* [Exercise instructions]: Copy all of the entries below word for word, line for line, and leave the pictures out.

Stored dataset items
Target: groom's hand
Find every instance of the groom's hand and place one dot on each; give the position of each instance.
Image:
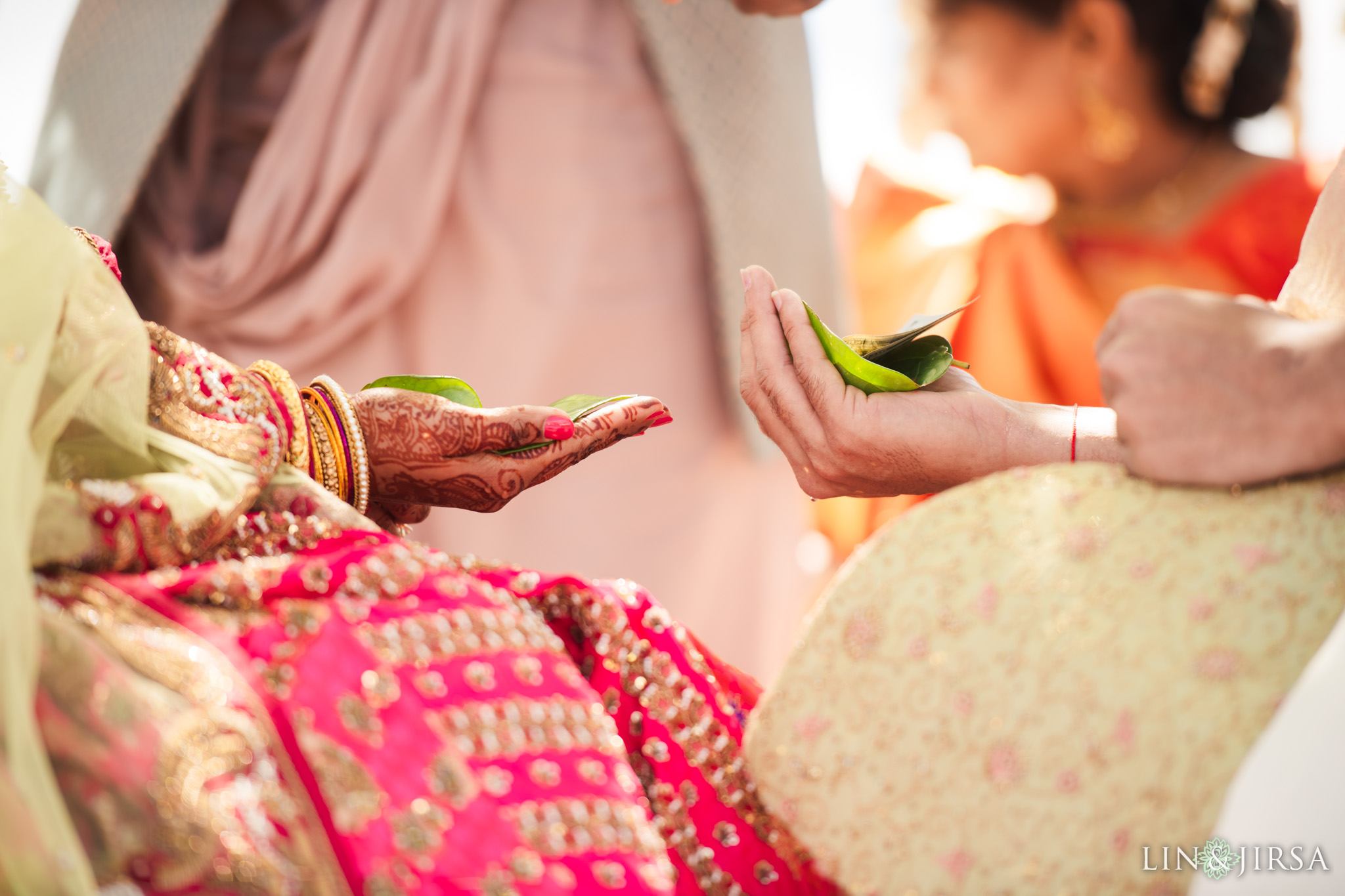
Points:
(841, 441)
(427, 450)
(1211, 391)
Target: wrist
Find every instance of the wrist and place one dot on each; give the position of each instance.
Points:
(1320, 395)
(1056, 435)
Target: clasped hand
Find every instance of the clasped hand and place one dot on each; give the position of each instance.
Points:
(1202, 391)
(426, 450)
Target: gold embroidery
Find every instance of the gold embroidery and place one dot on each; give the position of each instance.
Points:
(137, 528)
(522, 726)
(237, 585)
(585, 825)
(361, 719)
(222, 775)
(451, 778)
(205, 399)
(667, 696)
(273, 534)
(420, 830)
(387, 572)
(349, 789)
(435, 637)
(674, 822)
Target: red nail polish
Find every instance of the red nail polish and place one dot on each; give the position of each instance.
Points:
(558, 427)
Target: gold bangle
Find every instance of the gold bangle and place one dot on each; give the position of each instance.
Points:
(355, 441)
(322, 448)
(332, 453)
(288, 391)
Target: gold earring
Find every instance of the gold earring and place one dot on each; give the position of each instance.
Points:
(1113, 133)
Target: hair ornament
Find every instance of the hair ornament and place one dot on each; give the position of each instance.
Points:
(1215, 55)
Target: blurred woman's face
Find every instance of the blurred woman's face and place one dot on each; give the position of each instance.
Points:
(1007, 88)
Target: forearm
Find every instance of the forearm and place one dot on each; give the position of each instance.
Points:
(1046, 435)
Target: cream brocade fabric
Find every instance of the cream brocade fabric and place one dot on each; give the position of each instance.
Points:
(1019, 685)
(1021, 702)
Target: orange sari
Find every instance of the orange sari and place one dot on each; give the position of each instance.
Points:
(1046, 295)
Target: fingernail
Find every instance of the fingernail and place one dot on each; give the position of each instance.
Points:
(558, 427)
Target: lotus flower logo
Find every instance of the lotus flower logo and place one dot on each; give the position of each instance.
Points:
(1218, 859)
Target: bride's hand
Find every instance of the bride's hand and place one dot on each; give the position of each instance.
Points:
(841, 441)
(427, 450)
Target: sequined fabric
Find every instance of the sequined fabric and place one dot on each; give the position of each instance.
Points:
(474, 729)
(1021, 702)
(288, 702)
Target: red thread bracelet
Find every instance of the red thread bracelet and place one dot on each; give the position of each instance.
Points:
(1074, 436)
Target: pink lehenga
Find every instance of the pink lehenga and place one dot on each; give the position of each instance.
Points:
(275, 696)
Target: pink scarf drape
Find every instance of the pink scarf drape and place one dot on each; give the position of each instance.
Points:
(347, 194)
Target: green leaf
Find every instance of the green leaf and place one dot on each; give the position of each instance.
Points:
(575, 408)
(854, 370)
(450, 387)
(898, 363)
(580, 406)
(923, 359)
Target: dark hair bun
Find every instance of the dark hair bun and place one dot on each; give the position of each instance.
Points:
(1166, 30)
(1262, 75)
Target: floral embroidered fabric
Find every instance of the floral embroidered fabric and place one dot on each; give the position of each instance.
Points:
(284, 700)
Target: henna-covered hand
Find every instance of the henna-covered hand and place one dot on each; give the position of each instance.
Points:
(427, 450)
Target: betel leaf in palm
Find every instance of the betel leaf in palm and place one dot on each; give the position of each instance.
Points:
(450, 387)
(898, 363)
(575, 408)
(460, 393)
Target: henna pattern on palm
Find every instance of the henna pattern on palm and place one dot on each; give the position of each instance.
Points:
(427, 450)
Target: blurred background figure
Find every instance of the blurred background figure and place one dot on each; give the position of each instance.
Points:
(541, 196)
(1103, 140)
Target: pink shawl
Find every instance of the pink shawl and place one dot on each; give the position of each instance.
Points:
(346, 196)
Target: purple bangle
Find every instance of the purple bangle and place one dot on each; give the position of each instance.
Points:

* [Solution to this exercise]:
Target: groom's hand
Find every instance of the groom's hand and place one dot on each; give the position of each instance.
Image:
Points:
(841, 441)
(427, 450)
(1211, 391)
Target: wrist
Find every instance of the wrist and place one dot on each; give the position of each instance.
Points:
(1320, 395)
(1056, 435)
Target: clasped hand
Find every instance of the clasped hand and place one dot on each; give the position of each instance.
Points:
(1202, 391)
(426, 450)
Target: gold embroidery
Find every instance of the gold embroidery and place one dot on each; give the position of each instance.
Points:
(137, 528)
(522, 726)
(237, 585)
(585, 825)
(361, 719)
(222, 775)
(451, 778)
(205, 399)
(667, 696)
(273, 534)
(420, 830)
(387, 572)
(349, 789)
(435, 637)
(674, 822)
Target: red nail polish
Find every instance of the red nail polish and place one dot on each; give the position of each instance.
Points:
(558, 427)
Target: gold bangle
Find every instance of the gold bangle and place one dot on each; give the position of each instance.
Points:
(355, 441)
(322, 448)
(332, 453)
(288, 391)
Target: gold earring
Find every instance of the gold earring and place one dot on each; give the position of each instance.
Points:
(1113, 133)
Target: hair ornament
Find every instance of the hair ornament and place one dot on each; give the position of each instance.
Points:
(1215, 55)
Target: blurred woman's face
Find every instance of the blurred woman's face and place one dot on each; give the position of each instance.
Points:
(1007, 88)
Target: forearm
Find every instance of the forearm and place one dot on each; give the position of each instance.
Points:
(1046, 435)
Target: cream brocade fabric
Find every instance of the cream brocade fabric and place one dot on each; give the position of each instance.
Points:
(1019, 685)
(1021, 702)
Target: orange sari
Find every instance of the orange sari and place one dot on each; give the position of each instance.
Points:
(1046, 295)
Target: fingernail
Find every instance of the fingernail and place one dot on each; give the position of each instance.
Points:
(558, 427)
Target: lotus flower logo
Find every instance of the lotus flower logo and place one dot on each; give the position of each instance.
Points:
(1218, 859)
Target: bride's hand
Find every instance of the bride's hand and place one dot on each; give the position of each instance.
Points:
(841, 441)
(427, 450)
Target: sequined fabric
Find every instance of the sequined fabric and place one dot on each; give the position of each instance.
Points:
(474, 729)
(1021, 702)
(288, 702)
Target: red thread bracelet
Find every instance of the red thread bracelet and place one dot on each; give the position of each instance.
Points:
(1074, 436)
Target: pink lehenga
Find every instance of the pink lehenga and place one dot on each; give the position of each instance.
Points:
(275, 696)
Target: pink scarf drape
Find every instance of the pink scarf drape and place one dot on each; give the position of each instance.
Points:
(347, 194)
Target: green leaf
Find every instance of the green leaf and place one dot on each; give the position of each instance.
Points:
(575, 408)
(854, 370)
(450, 387)
(898, 363)
(580, 406)
(923, 359)
Target: dark hair bun
Find every instance of the dark hair bun and place one dot on each; give the position of each instance.
Points:
(1166, 30)
(1262, 75)
Target: floral embroidered fabric
Find every instance of the floral embroidered fabric and place one dot on each; give the position of each instance.
Points:
(284, 700)
Target: henna-covered hand
Find every instance of the henna-covered hand and place one dot on each; give the position of each instance.
Points:
(427, 450)
Target: betel leaf in palm
Find every instance of the betel leaf in palm and place one dot on each; give the position of each instance.
Points:
(450, 387)
(898, 363)
(575, 408)
(460, 393)
Target: henna pattern on palm
Find every instance of the henna pattern on palm and place one dot on each; give the position of each instance.
Points:
(427, 450)
Target: blurred background figure
Find every instance of the blurred background figure and place one dot on each; give the position of each instance.
Points:
(541, 196)
(1103, 140)
Target: pink shawl
Find every instance of the pink shawl and place one dot on each; give the position of each instance.
Points:
(346, 196)
Target: purple bangle
Find every instance of the purple bangle and place one dot on each; give the position of each instance.
Points:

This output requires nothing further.